▶ **Objective**
Repeat the records in full and exactly, omitting pictures.

▶ **Records provided**
#####
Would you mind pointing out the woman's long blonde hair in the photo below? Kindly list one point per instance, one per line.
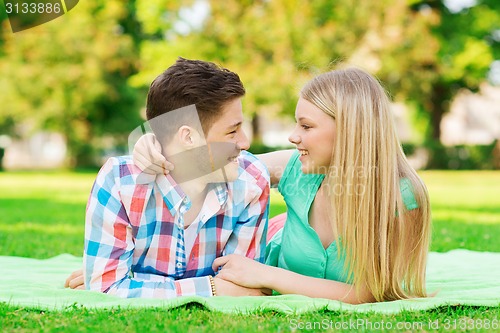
(385, 245)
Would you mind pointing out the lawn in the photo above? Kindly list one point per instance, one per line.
(42, 216)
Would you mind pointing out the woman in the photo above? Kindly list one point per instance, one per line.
(358, 216)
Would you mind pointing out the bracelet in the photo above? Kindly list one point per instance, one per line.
(212, 285)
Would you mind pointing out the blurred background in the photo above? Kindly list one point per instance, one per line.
(73, 89)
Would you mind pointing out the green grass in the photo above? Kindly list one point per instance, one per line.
(42, 215)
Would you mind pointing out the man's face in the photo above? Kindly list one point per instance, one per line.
(226, 139)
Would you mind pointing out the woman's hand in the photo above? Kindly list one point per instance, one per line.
(148, 157)
(75, 280)
(242, 271)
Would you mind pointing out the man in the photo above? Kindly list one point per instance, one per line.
(158, 237)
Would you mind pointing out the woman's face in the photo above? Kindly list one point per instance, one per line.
(314, 137)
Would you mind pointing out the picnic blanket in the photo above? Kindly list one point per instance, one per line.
(459, 276)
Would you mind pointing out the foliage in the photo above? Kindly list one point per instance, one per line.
(89, 80)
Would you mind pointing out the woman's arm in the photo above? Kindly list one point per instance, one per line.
(276, 162)
(251, 274)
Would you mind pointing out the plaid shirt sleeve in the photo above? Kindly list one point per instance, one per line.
(249, 233)
(109, 248)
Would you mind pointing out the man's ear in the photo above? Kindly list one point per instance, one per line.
(189, 137)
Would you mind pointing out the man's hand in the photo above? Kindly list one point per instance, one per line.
(75, 280)
(226, 288)
(148, 157)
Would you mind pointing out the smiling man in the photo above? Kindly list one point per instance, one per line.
(157, 236)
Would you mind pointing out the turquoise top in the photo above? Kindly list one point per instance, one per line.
(297, 247)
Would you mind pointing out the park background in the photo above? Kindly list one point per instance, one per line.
(73, 89)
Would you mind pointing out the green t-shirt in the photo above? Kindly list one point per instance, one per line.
(297, 247)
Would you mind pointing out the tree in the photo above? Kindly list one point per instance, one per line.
(467, 47)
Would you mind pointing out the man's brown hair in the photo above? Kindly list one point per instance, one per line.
(206, 85)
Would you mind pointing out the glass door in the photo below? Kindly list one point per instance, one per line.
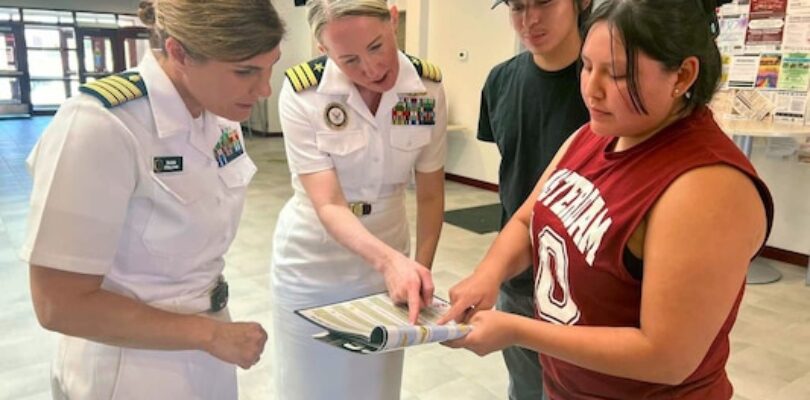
(97, 53)
(135, 43)
(14, 95)
(52, 65)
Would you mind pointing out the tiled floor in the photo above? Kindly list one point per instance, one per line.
(771, 341)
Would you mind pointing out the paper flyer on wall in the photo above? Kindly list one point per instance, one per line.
(796, 37)
(374, 324)
(742, 72)
(790, 107)
(768, 72)
(732, 33)
(766, 20)
(752, 105)
(798, 7)
(794, 74)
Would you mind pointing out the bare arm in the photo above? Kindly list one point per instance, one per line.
(507, 257)
(407, 280)
(697, 250)
(429, 214)
(75, 304)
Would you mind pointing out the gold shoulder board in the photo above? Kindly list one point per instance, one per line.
(116, 89)
(307, 74)
(426, 70)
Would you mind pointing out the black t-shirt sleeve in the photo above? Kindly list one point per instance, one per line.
(484, 123)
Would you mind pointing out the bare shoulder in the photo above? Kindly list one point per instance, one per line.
(715, 205)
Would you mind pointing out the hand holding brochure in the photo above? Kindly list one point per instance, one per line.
(374, 324)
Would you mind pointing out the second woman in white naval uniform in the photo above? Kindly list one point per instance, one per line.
(139, 184)
(357, 124)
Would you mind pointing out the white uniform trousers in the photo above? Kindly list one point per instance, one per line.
(87, 370)
(310, 269)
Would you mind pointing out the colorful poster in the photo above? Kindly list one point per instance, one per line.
(798, 7)
(790, 107)
(768, 72)
(796, 36)
(765, 25)
(732, 34)
(795, 72)
(742, 72)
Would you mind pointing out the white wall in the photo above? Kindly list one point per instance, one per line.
(789, 182)
(488, 39)
(296, 47)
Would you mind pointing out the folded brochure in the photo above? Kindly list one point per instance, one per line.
(374, 324)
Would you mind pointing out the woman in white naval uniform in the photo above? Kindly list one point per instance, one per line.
(357, 123)
(139, 184)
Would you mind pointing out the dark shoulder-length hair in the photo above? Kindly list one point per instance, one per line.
(668, 31)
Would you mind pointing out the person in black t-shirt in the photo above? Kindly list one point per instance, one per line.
(530, 104)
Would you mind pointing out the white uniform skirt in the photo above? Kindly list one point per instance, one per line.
(89, 370)
(310, 269)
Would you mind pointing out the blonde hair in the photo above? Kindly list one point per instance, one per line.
(225, 30)
(322, 12)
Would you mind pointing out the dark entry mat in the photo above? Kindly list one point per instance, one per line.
(481, 219)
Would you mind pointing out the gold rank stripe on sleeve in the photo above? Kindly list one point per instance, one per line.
(116, 89)
(307, 74)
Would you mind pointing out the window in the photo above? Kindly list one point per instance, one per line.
(9, 14)
(96, 19)
(47, 16)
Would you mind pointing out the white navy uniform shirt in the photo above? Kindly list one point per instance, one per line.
(105, 203)
(372, 157)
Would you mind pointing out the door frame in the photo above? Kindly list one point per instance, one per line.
(22, 74)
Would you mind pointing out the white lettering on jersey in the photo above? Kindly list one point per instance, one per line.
(580, 207)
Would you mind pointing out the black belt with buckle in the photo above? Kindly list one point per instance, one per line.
(360, 209)
(219, 295)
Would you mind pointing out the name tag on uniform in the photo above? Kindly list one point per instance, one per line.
(167, 164)
(228, 148)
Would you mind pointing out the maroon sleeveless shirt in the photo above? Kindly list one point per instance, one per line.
(583, 217)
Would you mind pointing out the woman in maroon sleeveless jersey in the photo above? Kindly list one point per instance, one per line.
(641, 229)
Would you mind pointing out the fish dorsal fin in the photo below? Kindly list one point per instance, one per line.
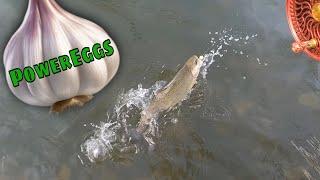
(162, 93)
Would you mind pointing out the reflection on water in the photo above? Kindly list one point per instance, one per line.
(255, 100)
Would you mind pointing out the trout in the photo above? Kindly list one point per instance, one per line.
(173, 93)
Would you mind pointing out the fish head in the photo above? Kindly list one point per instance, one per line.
(194, 64)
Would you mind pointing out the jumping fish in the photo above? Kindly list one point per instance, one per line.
(173, 93)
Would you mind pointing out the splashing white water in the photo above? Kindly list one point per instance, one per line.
(114, 132)
(227, 42)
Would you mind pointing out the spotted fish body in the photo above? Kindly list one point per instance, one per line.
(173, 93)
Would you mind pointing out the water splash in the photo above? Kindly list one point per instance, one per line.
(114, 134)
(225, 42)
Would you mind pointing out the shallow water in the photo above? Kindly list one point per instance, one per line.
(259, 118)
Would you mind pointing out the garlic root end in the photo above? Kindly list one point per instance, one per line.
(72, 102)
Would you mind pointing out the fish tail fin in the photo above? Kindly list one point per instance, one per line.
(143, 124)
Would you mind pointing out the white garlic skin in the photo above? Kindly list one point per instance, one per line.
(48, 31)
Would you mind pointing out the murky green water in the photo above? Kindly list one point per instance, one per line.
(271, 107)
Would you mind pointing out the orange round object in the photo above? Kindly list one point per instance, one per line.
(303, 17)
#####
▶ **Output of the exercise**
Would you mind pointing out the woman's long blonde hair in the photo below? Kindly list one point per instance, one per line.
(385, 245)
Would you mind pointing out the lawn in the photo above? Kindly list one point per instance, one per line.
(42, 216)
Would you mind pointing out the woman in the photo above? Kindly list one point per instance, one per line.
(358, 216)
Would you mind pointing out the bracelet in the photo above? Kindly list one point per instance, one per line.
(212, 285)
Would you mind pointing out the blurred background in the photo above? Kindly list one point per instance, one per line.
(73, 89)
Would you mind pointing out the green grass in the photo above? Kindly list one point per instance, one per line.
(42, 215)
Would you mind pointing out the man's face in the photo above? Kindly list one point per instance, one per line.
(226, 139)
Would you mind pointing out the woman's hand in the photo above? Kindly list one point per instance, one per line.
(148, 157)
(75, 280)
(242, 271)
Would you mind pointing out the man in the photo above? Kindly list one point per instance, one per line.
(158, 237)
Would you mind pointing out the woman's face in the photo above? Kindly list one point per instance, one per line.
(314, 137)
Would you mind pointing out the picnic blanket in the photo above? Kindly list one point per instance, one per line.
(459, 276)
Would you mind pointing out the foliage in the photo above? Kindly list one point per instance, one per line.
(89, 80)
Would you mind pointing out the woman's arm in the photo above? Kindly list one point per instance, one per line.
(276, 162)
(251, 274)
Would you mind pointing out the plaid shirt sleeve in the photo above? Kindly list one point per instance, one per line.
(249, 233)
(109, 248)
Would you mind pointing out the man's ear in the photo above? Kindly list one point per instance, one per line.
(189, 137)
Would you mind pointing out the man's hand in the photo above? Kindly list one point per instance, one per line.
(75, 280)
(226, 288)
(148, 157)
Would you mind pointing out the smiling man in the photo above? Kindly list one point per instance, one per line.
(157, 236)
Would you mind pointing out the turquoise top in the photo above? Kindly list one point per instance, one per line.
(297, 247)
Would you mind pointing out the park background in the photo above? Kindly list one point per instance, one per line.
(73, 89)
Would you mind pointing out the green t-shirt in the photo above? Kindly list one point per instance, one per line.
(297, 247)
Would you mind pointing out the tree in the photo above? Kindly list one point per instance, one per line.
(467, 47)
Would you mind pointing out the man's brown hair in the photo above? Kindly list one point per instance, one per line.
(206, 85)
Would you mind pointing out the glass door in the photo below? Kindly list one point per instance, one per line.
(97, 53)
(135, 43)
(14, 95)
(52, 65)
Would you mind pointing out the tiled floor in the photo above? Kindly list one point per instance, one per line.
(771, 341)
Would you mind pointing out the paper flyer on wall in the photo above? Kindly list one point per instance, one per line.
(796, 37)
(374, 324)
(742, 72)
(790, 107)
(768, 72)
(732, 33)
(766, 20)
(752, 105)
(798, 7)
(794, 74)
Would you mind pointing out the bare arm in the photo above? Kindly list one point per instance, one per line.
(507, 257)
(407, 280)
(697, 250)
(429, 214)
(75, 304)
Would you mind pointing out the gold shoulder board in the photo above? Kindly list one point per instance, one per line.
(116, 89)
(307, 74)
(426, 70)
Would you mind pointing out the black t-shirt sleeve in the photo above? Kindly list one point per instance, one per line.
(484, 123)
Would you mind pointing out the bare shoulder in the photo above? Kindly list one point per instance, one per line.
(715, 205)
Would you mind pointing out the hand holding brochure in the photo above? Kindly list one point per instance, one per line.
(374, 324)
Would you mind pointing out the second woman in white naval uniform in the photo above? Kindly list one point per instance, one per line.
(139, 184)
(357, 124)
Would you mind pointing out the white uniform trousers in the photo above? Kindly list one point per instance, one per line.
(87, 370)
(310, 269)
Would you mind pointing out the colorful poster in the photo above? Kindly list one point per instance, one per line.
(798, 7)
(790, 107)
(768, 72)
(796, 36)
(765, 25)
(732, 34)
(795, 72)
(742, 72)
Would you mind pointing out the white wall in the photo above? Kindly list one point per instance, one per line.
(789, 182)
(488, 39)
(296, 47)
Would you mind pointing out the folded brochure in the photo above? Kindly list one point per instance, one per line.
(374, 324)
Would you mind pointing out the woman in white naval uniform in the photo above? Kindly list one point per instance, one per line.
(357, 123)
(139, 184)
Would you mind pointing out the dark shoulder-length hair in the photo above? Kindly list one point per instance, one per line.
(668, 31)
Would you mind pointing out the person in black t-shirt in the photo above? Kindly list one point per instance, one per line.
(530, 104)
Would you mind pointing out the white uniform skirt in the photo above? Kindly list one point per instance, one per line.
(89, 370)
(310, 269)
Would you mind pointing out the blonde hair in the photo above? Kindly list one point per instance, one per line.
(225, 30)
(322, 12)
Would you mind pointing out the dark entry mat in the photo above? Kindly list one point per instance, one per line.
(481, 219)
Would you mind pointing out the gold rank stripe on sleeve in the photo above? Kindly list one point per instance, one per line.
(116, 89)
(307, 74)
Would you mind pointing out the window in the photo above? Kindly list one point per instance, one per line.
(9, 14)
(96, 19)
(47, 16)
Would you mind pointing out the white navy uniform shirt in the photo above? Kindly list one point per instance, one per line.
(105, 203)
(372, 157)
Would you mind pointing out the door frame in the photo above? Kindly list one point per instance, one per line.
(22, 74)
Would you mind pointing out the white lettering on jersey in the photo above? Kindly list one point per instance, one per line.
(580, 207)
Would you mind pointing out the black belt with buckle in the photo above? Kindly list one point per instance, one per line.
(360, 209)
(219, 295)
Would you mind pointing out the name tag on uniform in the photo above? Kindly list one point per instance, one per line.
(167, 164)
(228, 148)
Would you mind pointing out the maroon sleeveless shirt in the photo above? Kindly list one point per instance, one per line.
(583, 217)
Would you mind pointing out the woman in maroon sleeveless jersey in the photo above? Kindly list one point per instance, one per line.
(641, 229)
Would you mind pointing out the fish dorsal fin in the photo below? Kindly list one point per instance, one per line.
(162, 93)
Would you mind pointing out the reflection on water in the photo above? Kindly list one point per instance, one per line.
(255, 100)
Would you mind pointing out the trout in the photo above? Kindly list one point per instance, one per line.
(173, 93)
Would you mind pointing out the fish head in the photo above? Kindly list one point per instance, one per line.
(194, 64)
Would you mind pointing out the jumping fish in the photo above? Kindly list one point per instance, one per line.
(173, 93)
Would you mind pointing out the splashing white water in the photo above? Kindly list one point per instance, one per line.
(114, 132)
(227, 42)
Would you mind pointing out the spotted fish body in the photo above? Kindly list one point per instance, one per line.
(173, 93)
Would you mind pointing out the water splash in the photo above? Kindly list one point per instance, one per line.
(114, 134)
(225, 42)
Would you mind pointing out the shallow water in the photo above? Kindly list one point per instance, one per line.
(259, 118)
Would you mind pointing out the garlic root end in the photo above? Kindly list one point per instance, one per line.
(72, 102)
Would you mind pointing out the fish tail fin in the photo above? Kindly list one point per instance, one per line.
(143, 124)
Would you mind pointing out the white garlic skin in the photo above? Kindly list one point per instance, one per line.
(48, 31)
Would you mind pointing out the murky green water in the photo above? Kindly list one point per instance, one per line.
(271, 107)
Would you mind pointing out the orange round object in the photo above? Kindly list one point per instance, one per line.
(303, 17)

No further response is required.